O que fazer:
• a. Enumere todos os nomes de lugares referidos no texto sobre a manifestação do 25 de Abril.
• b. Devolva do texto sobre a manifestação do 25 de Abril o trecho que começa em "A democracia é" e segue até "e da prudência.".

Texto:
○ ○ ○
14 Maio 2024      16:46

Está aqui

A mãe

Se me dissessem que na passada 5ª feira, dia 25 de Abril, estiveram perto de meio milhão de pessoas na Avenida da Liberdade, eu teria concordado. Foi impressionante o mar de gente que se deslocou para a avenida, lisboetas e forasteiros, nunca na minha vida tinha testemunhado tamanha manifestação, e várias personalidades afirmam que foi maior que a manifestação da “geração à rasca” de Março de 2011.

A massa humana estendia-se ininterruptamente desde os Restauradores até ao Marquês de tal forma que o desfile em si só começaria mais de 2h depois da hora prevista devido às comitivas não conseguirem sequer começar a descer. Mas porquê? Porquê tanta gente na rua num momento onde o país está financeiramente estável e longe da situação de aperto vivida em 2011? Pode dizer-se que há inúmeros problemas para resolver com o SNS, os professores ou a habitação, mas esses problemas já existiam no ano passado e embora a manifestação de 2023 tivesse sido muito participada não se pode comparar com a colossal afluência dos portugueses à rua na 5ª feira. Resumir tal bloco humano a motivos como o estado do SNS, escola ou habitação é auscultar apenas a espuma das ondas.

Esta assombrosa massa popular não é uma casualidade, é um sintoma. Hoje há algo diferente do que havia há um ano atrás. Há um governo novo, eleito no rescaldo daquilo a que se assemelha a um golpe institucional levado a cabo pelo Ministério Público, que mina a credibilidade e a solidez das instituições democráticas e as coloca em perigo. Há um governo antigo que nenhum esforço fez por impor um mínimo de decência e ética doutrinária a vários dos seus integrantes, levando a escândalos recorrentes de incompetência profissional, incompetência política, défice ético e, em várias ocasiões, uma deplorável falta de sentido de Estado e pior que tudo, falta de humildade, situação que se intensificou no último ano. E por fim, há cinquenta deputados de um partido que pretende fechar as portas a este regime e reerguer um novo, mais policial, mais autoritário, e menos livre.

A democracia é filha da rua, foi a rua que se encheu de gente naquele dia em 1974 e deu aos militares revoltosos o respaldo vital para a vitória e para que o antigo regime se amedrontasse e não soubesse resistir perante aquele escudo humano, foi a rua que se encheu após a revolução para clamar por direitos, pela descolonização e por uma democracia liberal, fora das garras da extrema esquerda e da extrema direita, a rua esteve sempre lá como uma mãe que ampara a filha que se aventurava nos seus primeiros passos de pé. E é como mãe que a rua entende quando a sua democracia se desvia dos caminhos da sensatez e da prudência.

Esta massa popular sem precedentes nas últimas décadas é, na sua mais profunda essência, uma lista de recados de uma mãe preocupada com o rumo de uma filha.
○ ○ ○
Dados fornecidos:
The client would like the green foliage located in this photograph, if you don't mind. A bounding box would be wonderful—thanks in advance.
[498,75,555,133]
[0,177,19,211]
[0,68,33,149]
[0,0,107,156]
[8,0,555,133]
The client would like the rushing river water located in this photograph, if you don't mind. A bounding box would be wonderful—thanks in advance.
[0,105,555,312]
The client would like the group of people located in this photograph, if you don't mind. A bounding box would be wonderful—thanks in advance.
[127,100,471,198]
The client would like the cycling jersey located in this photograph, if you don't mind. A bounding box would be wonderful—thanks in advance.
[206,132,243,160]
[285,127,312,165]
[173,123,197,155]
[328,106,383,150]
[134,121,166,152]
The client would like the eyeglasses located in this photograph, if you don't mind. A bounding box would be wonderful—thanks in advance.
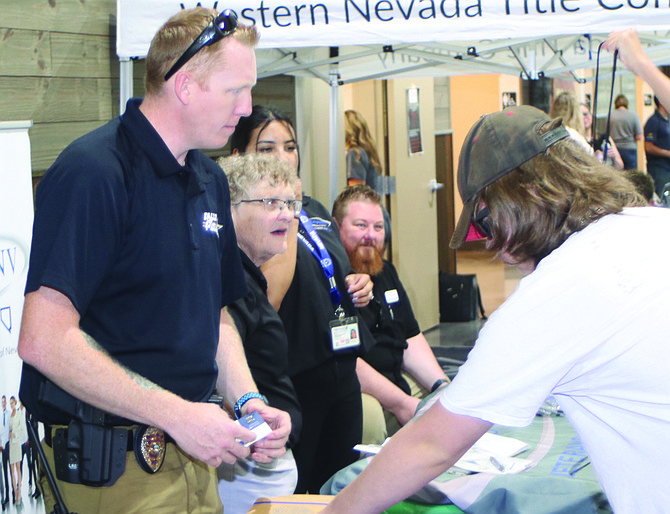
[237,198,302,216]
[472,206,493,239]
[165,9,237,80]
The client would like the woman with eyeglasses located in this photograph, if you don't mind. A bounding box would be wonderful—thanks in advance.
[217,154,302,513]
[231,105,372,493]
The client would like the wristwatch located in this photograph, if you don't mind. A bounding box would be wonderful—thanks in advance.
[430,378,449,393]
[233,393,269,419]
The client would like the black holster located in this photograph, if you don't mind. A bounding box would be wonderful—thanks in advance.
[40,380,129,486]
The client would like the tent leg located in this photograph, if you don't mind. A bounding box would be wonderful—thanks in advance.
[119,59,133,114]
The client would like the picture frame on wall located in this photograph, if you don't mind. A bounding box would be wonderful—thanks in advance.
[407,87,423,155]
[502,91,518,109]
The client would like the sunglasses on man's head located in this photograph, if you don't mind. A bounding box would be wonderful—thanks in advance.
[164,9,237,80]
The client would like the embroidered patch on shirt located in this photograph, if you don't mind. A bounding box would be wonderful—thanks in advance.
[202,212,223,237]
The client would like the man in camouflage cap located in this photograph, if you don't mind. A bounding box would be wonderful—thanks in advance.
[324,106,670,514]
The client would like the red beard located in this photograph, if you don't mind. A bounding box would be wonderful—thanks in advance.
[349,243,384,277]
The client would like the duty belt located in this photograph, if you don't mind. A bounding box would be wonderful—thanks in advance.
[44,425,174,478]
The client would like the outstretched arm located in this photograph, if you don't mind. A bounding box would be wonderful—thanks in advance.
[605,29,670,109]
[322,402,491,514]
[356,357,420,425]
[402,332,449,391]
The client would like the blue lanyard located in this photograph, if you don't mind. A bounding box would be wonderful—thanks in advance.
[298,209,342,307]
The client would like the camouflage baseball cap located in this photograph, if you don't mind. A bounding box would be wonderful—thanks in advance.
[449,105,569,248]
○ ○ ○
Resultados do exercício:
• a. Avenida da Liberdade, Restauradores, Marquês

• b.
A democracia é filha da rua, foi a rua que se encheu de gente naquele dia em 1974 e deu aos militares revoltosos o respaldo vital para a vitória e para que o antigo regime se amedrontasse e não soubesse resistir perante aquele escudo humano, foi a rua que se encheu após a revolução para clamar por direitos, pela descolonização e por uma democracia liberal, fora das garras da extrema esquerda e da extrema direita, a rua esteve sempre lá como uma mãe que ampara a filha que se aventurava nos seus primeiros passos de pé. E é como mãe que a rua entende quando a sua democracia se desvia dos caminhos da sensatez e da prudência.